• [Excerpted data]:
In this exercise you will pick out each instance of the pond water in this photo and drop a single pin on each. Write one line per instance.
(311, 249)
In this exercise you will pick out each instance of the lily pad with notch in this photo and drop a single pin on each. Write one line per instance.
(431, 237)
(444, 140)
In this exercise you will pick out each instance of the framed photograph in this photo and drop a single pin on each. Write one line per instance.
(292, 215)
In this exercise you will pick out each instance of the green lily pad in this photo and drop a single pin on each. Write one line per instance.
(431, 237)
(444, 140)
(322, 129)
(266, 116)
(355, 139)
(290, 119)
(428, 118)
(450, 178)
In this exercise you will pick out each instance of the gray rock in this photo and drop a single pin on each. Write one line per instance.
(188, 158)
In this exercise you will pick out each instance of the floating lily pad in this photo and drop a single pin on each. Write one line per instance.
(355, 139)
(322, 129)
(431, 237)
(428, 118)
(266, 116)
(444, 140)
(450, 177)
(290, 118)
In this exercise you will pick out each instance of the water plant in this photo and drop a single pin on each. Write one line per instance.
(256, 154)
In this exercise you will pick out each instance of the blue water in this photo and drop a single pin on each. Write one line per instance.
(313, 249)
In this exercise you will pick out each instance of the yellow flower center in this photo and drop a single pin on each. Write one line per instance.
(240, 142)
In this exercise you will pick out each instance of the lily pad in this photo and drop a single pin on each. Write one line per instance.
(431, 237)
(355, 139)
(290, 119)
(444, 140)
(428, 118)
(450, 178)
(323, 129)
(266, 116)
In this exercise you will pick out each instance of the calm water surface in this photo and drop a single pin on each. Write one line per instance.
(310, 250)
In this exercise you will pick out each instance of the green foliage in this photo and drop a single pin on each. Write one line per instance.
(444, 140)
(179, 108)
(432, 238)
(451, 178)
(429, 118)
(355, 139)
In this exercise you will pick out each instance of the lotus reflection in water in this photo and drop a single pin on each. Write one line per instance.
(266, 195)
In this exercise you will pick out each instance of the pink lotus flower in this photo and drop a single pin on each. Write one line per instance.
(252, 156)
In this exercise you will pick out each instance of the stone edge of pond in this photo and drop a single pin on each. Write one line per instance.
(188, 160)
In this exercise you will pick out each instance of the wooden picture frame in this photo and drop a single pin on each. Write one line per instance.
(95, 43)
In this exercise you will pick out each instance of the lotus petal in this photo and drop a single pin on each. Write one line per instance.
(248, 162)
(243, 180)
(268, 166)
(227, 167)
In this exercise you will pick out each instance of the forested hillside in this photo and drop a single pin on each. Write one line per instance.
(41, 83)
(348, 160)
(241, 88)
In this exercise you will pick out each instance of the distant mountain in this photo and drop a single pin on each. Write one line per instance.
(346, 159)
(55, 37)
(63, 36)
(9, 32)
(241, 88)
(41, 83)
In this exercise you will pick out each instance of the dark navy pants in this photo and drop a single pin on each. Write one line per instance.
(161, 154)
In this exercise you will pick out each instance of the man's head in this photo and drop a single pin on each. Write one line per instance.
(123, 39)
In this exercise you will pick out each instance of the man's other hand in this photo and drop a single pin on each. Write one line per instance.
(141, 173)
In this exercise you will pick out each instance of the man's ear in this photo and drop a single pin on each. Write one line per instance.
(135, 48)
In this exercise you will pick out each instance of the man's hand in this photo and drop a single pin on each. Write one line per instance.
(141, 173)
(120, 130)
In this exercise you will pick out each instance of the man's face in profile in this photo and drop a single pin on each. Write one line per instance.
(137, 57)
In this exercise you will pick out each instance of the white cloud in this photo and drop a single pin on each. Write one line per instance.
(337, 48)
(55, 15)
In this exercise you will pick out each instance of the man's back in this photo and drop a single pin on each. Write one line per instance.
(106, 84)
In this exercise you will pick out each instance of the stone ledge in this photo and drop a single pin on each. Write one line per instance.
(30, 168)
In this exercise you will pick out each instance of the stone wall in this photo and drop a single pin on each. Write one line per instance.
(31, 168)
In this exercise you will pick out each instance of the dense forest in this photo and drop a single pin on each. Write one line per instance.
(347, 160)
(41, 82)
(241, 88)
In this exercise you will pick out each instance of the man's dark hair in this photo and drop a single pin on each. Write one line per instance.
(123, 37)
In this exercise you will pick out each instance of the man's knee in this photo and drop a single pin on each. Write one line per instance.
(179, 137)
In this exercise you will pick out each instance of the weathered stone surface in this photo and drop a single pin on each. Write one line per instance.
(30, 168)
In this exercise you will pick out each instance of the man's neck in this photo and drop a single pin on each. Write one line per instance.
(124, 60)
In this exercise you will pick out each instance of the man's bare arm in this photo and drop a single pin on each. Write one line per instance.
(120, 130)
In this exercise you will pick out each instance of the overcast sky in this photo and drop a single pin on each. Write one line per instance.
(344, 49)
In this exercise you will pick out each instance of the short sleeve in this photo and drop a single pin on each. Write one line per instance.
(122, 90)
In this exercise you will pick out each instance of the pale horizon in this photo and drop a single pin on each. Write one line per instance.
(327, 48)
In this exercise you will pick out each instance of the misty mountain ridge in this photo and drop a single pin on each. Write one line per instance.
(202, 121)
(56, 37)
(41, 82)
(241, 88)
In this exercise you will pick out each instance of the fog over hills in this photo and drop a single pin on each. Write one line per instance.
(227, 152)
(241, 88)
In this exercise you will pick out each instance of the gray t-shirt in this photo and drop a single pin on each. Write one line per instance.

• [What needs to be done]: Copy out the records from the line containing "the man's bare" through the end of the records, requests included, and shift every coordinate in the answers by adding 74 to each number.

• [Solution to the exercise]:
In this exercise you will pick out each instance of the man's bare arm in this photo and drop a single pin on each. Write one line per instance.
(194, 204)
In this exercise you will pick out each instance of the overcast sky in this photo and drop a single pin on each. Write one line per instance.
(418, 123)
In this exercise you will pick out each instance of the short sleeve in this photo and drop a single pin on each. Write one line per instance.
(196, 164)
In this exercise you will pick out each instance of the pale horizon in this photo and drop a single pin on each. Write one line per instance.
(401, 122)
In this exercise you will pick out each instance of the misty mountain ridge in this photo and drop a single pin on each. Write one line per instance.
(276, 195)
(130, 111)
(115, 156)
(315, 162)
In this exercise you will pick out each instance of the fog over hills in this photo and drop a single pin on each. Write one line per instance.
(301, 226)
(315, 162)
In this exercise you will pick out each instance of the gray t-shirt in this photo and drop a single pin on each. Write one line per instance.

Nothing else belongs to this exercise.